* Required actions *
(1) According to the article on the Hill's dog food recall, on what date did Hill's send a letter to vets?
(2) List every symptom that the article on the Hill's dog food recall gives for dogs who take in too much vitamin D.
(3) Check each statement against the article on the Hill's dog food recall. Answer yes or no, and quote the words that decide it.
(a) Hill's dry foods are part of the recall.
(b) The first Hill's recall covered 13.5 million cans of dog food.
(c) High doses of vitamin D may cause kidney failure.

* Passage for review *
=====

The company’s canned Prescription Diet and Science Diet foods, sold at veterinarian offices across the United States, were impacted.
Hill’s issued a letter to vets on March 20, saying that it determined that the “issue is isolated to the same vitamin premix used in canned dog foods and limited to specific production lots.”
But, it added, “our review did determine that there were additional products affected by that vitamin premix, and it is for that reason that we are expanding the recall.”
It said that no cat foods, dry foods, or treats are affected.
Dogs who ingest too much vitamin D can have symptoms of excessive drooling, weight loss, frequent urination, vomiting, loss of appetite, and increased thirst, says the U.S. Food and Drug Administration (FDA) website.
High doses of the vitamin may lead to kidney failure.
A full list of the recalled products can be accessed here.
“We understand that this recall has caused pet parents considerable anxiety and that the well-being of their pets may have been affected … we are working to make this right,” the company wrote.
Hill’s Pet Nutrition recently faced the wrath of consumers who said their animals got sick or died after eating canned food that was recalled over excessive levels of vitamin D.
Sorry for your loss. Our guy died last Tuesday after showing almost all listed symptoms in the recall. @hillspet
— Joshua McLaughlin (@Joshua_McL) February 4, 2019
“The nine companies with the recalled dry dog food back in late 2018 all share a common contract manufacturer,” an FDA spokesperson said last month, CBS News reported.
The initial Hill’s recall involved 13.5 million cans, or about 675,000 cases, of dog food, CBS reported.

=====

Region pointing data:

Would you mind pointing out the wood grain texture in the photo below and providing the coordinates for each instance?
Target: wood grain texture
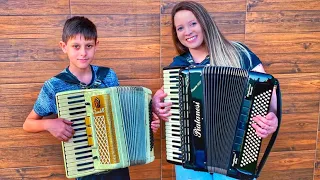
(36, 7)
(283, 22)
(135, 41)
(115, 7)
(276, 5)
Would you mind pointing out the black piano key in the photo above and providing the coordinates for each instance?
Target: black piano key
(81, 135)
(77, 119)
(79, 112)
(79, 129)
(78, 101)
(83, 164)
(82, 140)
(83, 157)
(82, 152)
(73, 97)
(78, 107)
(81, 147)
(175, 146)
(84, 169)
(80, 124)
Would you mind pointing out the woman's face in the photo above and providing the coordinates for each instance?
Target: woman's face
(188, 30)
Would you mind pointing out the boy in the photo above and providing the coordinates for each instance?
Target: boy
(79, 42)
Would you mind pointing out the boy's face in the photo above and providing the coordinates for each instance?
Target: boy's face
(80, 52)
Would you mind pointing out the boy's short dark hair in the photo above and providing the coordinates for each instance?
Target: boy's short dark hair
(79, 25)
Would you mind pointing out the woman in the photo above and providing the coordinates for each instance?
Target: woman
(198, 41)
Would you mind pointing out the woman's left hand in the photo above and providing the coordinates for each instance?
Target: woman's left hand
(265, 125)
(155, 124)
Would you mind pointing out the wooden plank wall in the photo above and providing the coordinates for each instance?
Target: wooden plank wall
(129, 34)
(135, 41)
(285, 34)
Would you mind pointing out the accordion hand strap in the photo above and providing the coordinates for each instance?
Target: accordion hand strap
(274, 135)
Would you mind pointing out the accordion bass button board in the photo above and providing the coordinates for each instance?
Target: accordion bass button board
(112, 129)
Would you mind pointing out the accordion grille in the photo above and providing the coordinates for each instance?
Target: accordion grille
(107, 143)
(223, 93)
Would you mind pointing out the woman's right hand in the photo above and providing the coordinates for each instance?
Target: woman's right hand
(161, 108)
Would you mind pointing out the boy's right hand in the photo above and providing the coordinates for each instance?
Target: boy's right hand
(162, 109)
(60, 128)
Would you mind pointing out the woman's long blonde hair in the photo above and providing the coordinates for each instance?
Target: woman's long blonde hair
(221, 51)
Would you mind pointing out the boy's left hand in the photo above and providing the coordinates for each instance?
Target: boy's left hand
(265, 125)
(155, 124)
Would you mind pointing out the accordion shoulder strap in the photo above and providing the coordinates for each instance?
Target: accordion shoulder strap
(67, 77)
(274, 135)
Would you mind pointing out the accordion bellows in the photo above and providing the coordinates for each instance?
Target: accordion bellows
(112, 129)
(210, 127)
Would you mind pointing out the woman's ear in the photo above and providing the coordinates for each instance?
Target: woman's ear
(63, 46)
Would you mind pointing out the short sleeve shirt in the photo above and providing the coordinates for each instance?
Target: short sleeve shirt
(186, 60)
(46, 103)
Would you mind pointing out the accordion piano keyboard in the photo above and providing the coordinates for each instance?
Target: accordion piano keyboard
(172, 128)
(77, 152)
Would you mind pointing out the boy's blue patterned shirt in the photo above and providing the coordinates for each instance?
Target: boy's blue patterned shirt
(46, 102)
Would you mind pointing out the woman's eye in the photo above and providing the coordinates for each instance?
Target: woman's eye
(179, 29)
(193, 23)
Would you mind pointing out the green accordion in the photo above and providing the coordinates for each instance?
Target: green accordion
(112, 129)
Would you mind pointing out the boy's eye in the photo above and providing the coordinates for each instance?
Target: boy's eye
(179, 29)
(76, 46)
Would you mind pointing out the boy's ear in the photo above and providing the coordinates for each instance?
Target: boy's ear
(63, 46)
(97, 43)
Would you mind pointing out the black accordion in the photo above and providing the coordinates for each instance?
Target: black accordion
(212, 109)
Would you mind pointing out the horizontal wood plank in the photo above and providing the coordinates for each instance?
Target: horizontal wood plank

=====

* Per-task outputs *
(1) March 20

(2) excessive drooling, weight loss, frequent urination, vomiting, loss of appetite, increased thirst

(3)
(a) No: "It said that no cat foods, dry foods, or treats are affected."
(b) Yes: "The initial Hill’s recall involved 13.5 million cans"
(c) Yes: "High doses of the vitamin may lead to kidney failure."